## What you have to do
Output the line that contains "Annotation task — mark the foliage" and every line after it to the end of the entries, with nothing added or left out.
## Begin Data rows
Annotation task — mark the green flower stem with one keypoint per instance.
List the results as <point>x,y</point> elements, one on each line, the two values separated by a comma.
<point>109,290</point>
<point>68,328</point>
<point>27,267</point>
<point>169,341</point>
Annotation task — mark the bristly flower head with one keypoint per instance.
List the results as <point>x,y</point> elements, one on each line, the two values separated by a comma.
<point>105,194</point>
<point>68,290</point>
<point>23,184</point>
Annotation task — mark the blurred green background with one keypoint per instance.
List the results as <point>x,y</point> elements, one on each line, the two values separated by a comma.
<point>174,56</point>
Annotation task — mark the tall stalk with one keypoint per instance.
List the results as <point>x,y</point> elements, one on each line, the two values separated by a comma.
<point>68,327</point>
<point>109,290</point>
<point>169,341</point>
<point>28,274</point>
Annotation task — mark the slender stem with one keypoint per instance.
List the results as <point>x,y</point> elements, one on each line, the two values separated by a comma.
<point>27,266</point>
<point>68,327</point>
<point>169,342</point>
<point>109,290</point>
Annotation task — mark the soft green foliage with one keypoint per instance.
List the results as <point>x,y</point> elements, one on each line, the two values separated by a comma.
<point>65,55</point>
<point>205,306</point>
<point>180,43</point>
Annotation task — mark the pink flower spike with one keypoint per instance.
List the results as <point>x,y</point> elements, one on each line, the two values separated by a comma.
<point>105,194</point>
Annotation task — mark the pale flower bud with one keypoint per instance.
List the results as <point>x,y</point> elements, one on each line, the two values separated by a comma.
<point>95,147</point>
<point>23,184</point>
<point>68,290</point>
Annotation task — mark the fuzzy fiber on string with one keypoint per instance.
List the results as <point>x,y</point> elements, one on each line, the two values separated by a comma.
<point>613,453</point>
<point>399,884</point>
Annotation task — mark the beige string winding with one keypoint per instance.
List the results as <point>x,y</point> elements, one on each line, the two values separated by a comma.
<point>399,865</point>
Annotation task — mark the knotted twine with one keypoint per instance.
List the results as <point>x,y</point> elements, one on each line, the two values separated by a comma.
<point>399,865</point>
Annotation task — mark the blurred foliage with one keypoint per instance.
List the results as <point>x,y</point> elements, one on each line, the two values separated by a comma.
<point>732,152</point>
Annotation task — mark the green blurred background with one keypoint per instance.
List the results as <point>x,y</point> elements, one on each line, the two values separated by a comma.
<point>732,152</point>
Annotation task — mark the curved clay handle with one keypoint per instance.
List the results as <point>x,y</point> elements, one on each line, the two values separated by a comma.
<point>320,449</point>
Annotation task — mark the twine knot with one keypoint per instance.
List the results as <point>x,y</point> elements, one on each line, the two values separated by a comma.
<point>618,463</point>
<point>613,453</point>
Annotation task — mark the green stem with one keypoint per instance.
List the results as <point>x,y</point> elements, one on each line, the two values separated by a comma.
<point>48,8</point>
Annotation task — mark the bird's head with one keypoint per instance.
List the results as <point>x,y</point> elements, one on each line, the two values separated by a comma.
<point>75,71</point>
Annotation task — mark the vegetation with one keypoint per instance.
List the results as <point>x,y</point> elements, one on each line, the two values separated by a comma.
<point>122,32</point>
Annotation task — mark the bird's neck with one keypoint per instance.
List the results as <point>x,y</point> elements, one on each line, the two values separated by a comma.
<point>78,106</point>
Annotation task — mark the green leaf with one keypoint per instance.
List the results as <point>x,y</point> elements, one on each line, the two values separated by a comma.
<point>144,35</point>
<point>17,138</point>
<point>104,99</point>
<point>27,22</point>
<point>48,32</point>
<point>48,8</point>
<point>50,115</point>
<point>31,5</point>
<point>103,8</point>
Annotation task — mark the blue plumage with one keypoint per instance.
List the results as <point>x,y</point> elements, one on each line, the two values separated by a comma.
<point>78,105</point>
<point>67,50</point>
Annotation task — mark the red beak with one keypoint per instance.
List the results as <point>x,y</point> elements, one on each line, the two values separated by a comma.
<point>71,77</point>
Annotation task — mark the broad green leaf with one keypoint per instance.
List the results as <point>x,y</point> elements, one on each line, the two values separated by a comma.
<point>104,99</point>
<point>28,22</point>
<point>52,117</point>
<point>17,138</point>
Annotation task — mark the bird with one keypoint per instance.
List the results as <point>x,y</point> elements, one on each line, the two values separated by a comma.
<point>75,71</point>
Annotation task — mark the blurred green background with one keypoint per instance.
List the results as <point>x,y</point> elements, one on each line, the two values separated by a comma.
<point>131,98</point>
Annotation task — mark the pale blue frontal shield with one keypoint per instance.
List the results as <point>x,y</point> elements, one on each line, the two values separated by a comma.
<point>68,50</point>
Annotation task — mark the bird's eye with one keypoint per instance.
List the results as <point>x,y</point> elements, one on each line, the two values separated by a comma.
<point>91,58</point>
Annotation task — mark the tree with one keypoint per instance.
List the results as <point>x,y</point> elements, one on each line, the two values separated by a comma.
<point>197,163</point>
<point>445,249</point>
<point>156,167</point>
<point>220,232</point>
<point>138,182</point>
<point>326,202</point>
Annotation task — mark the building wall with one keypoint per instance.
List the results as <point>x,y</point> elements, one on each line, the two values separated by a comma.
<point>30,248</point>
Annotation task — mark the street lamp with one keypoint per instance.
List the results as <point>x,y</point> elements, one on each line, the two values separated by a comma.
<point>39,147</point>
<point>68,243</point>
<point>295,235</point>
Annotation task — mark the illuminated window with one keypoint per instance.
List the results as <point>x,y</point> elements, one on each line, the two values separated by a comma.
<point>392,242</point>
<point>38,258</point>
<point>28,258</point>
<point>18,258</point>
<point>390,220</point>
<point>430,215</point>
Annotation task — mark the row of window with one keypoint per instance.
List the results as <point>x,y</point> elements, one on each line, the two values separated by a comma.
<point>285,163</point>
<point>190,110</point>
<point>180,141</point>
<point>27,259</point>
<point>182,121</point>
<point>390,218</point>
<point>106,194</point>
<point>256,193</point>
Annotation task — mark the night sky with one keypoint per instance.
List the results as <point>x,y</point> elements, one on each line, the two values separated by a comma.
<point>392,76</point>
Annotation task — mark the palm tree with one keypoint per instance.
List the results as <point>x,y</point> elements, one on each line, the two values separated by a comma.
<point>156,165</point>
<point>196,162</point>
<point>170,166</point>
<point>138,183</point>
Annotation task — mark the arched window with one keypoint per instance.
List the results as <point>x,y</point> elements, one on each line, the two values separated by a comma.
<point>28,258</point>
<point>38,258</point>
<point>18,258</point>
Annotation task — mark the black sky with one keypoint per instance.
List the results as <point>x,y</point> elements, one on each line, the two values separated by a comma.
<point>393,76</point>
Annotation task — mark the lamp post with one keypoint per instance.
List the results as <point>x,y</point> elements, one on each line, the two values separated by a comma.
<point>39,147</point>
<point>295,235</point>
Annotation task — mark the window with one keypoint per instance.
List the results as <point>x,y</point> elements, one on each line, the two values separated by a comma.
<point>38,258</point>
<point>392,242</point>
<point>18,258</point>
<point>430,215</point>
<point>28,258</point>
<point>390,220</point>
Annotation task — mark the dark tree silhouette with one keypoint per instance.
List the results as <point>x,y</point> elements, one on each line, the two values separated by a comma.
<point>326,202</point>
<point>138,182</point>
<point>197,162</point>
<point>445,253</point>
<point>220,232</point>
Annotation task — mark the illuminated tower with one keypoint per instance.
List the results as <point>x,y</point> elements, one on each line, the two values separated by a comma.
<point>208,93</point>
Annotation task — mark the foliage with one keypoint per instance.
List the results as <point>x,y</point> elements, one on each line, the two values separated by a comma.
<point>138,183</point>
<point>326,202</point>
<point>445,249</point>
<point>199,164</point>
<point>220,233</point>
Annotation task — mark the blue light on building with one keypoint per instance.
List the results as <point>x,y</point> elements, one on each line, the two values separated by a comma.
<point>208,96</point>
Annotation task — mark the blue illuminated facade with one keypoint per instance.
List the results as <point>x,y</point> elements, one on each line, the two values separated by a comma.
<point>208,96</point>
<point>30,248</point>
## End Data rows
## Task response
Annotation task — mark the foliage with one keypoint per instance.
List the results as <point>x,y</point> elements, one on each line, the two values separated by a comma.
<point>138,183</point>
<point>326,202</point>
<point>445,249</point>
<point>199,164</point>
<point>220,233</point>
Annotation task — mark the blue light on building with one keypoint per instance.
List the results as <point>x,y</point> elements, one on each line, the two values separated by a comma.
<point>208,96</point>
Annotation task — mark the blue illuminated facade with one keypoint per instance.
List the results as <point>x,y</point> elements, one on each line, the two values separated by a comma.
<point>208,96</point>
<point>30,248</point>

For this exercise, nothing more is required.